ЗАДАНИЕ:
Повторите дословно участок отрывка о становлении ракетного производства на «Южмаше» от слов «Макаров любит вспоминать» до слов «же Р-1 и Р-2?» включительно.

ОТРЫВОК ТЕКСТА:

Неизвестный Янгель. Создатель Сатаны - Владимир Губарев 16 стр.


Макаров любит вспоминать о том времени, о первых шагах ракетной техники не только в Днепропетровске, но и в стране. Так уж случилось, но он сразу же оказался в центре событий, став сначала главным инженером "Южмаша", а затем и директором его – на целых четверть века! А время было сложное, необычное… И сидя на крылечке коттеджа, что стоит на базе отдыха "Южмаша" и где Александр Максимович живет теперь с ранней весны до поздней осени, мы вспоминали о нем.

– Ракетное дело начиналось трудно… Сначала у нас ничего не было, так, одно баловство…

– Делали же Р-1 и Р-2?

– Это были не "наши", а "чужие" ракеты. Их немцы на Англию пускали, ну а Королев, как говорится теперь, "использовал зарубежный опыт". Потом он сделал свою ракету Р-5, и мы осваивали ее серийный выпуск. Однако к тому времени появился у нас Михаил Кузьмич Янгель, и мы договорились с ним выпускать свои "изделия". Это была его идея, но я всячески его поддерживал, так как завод для этого и был создан – выпускать ракеты.

– Но сначала хотели автомобили?

– Кстати, все построенные цеха решили сохранить, что и было сделано… Но надо было осваивать производство ракет, и Устинов взялся за это дело очень серьезно.

– Вы сразу же узнали о "перепрофилировании" завода?

– Я приехал сюда в 48-м году и был поначалу убежден, что здесь будет автогигант. Но однажды появился у нас Дмитрий Федорович Устинов, собрал руководящий состав и сказал, что мы переходим под эгиду министерства обороны, то есть будем работать на нужды обороны… Конечно же, сразу же началась "великая чистка". Меня не тронули. Тогда я пришел к Устинову и говорю ему: "Я сидел, почему вы меня оставляете? В своем министерстве меня знают, а потому на любую работу направят…" Он резкий был мужик, а потому сразу отрезал: "Останешься здесь, Александр Максимович! Ты нам нужен… Я все о тебе знаю, а потому не отдам!" Так и началась моя работа здесь… После этого разговора мы и занялись Р-1 и Р-2… Сергей Павлович Королев, конечно же, был умным человеком. Он хотел как бы разделить свое КБ на две части – одна в Москве, другая здесь. И своих людей прислал в Днепропетровск, процентов 70–80 руководства было поначалу из Москвы. Ситуация изменилась после прихода Михаилу Кузьмича Янгеля. Он сразу же начал искать самостоятельные пути, и мы часто с ним об этом говорили. И уже Р-5 Королева была передана на другой завод, а мы выбрали свой путь – и одна машина пошла за другой.

ЗАПИСАННЫЕ ДАННЫЕ:
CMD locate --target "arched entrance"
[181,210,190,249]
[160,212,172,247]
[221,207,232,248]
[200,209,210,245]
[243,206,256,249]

РЕЗУЛЬТАТ ЗАДАНИЯ:
Макаров любит вспоминать о том времени, о первых шагах ракетной техники не только в Днепропетровске, но и в стране. Так уж случилось, но он сразу же оказался в центре событий, став сначала главным инженером "Южмаша", а затем и директором его – на целых четверть века! А время было сложное, необычное… И сидя на крылечке коттеджа, что стоит на базе отдыха "Южмаша" и где Александр Максимович живет теперь с ранней весны до поздней осени, мы вспоминали о нем.

– Ракетное дело начиналось трудно… Сначала у нас ничего не было, так, одно баловство…

– Делали же Р-1 и Р-2?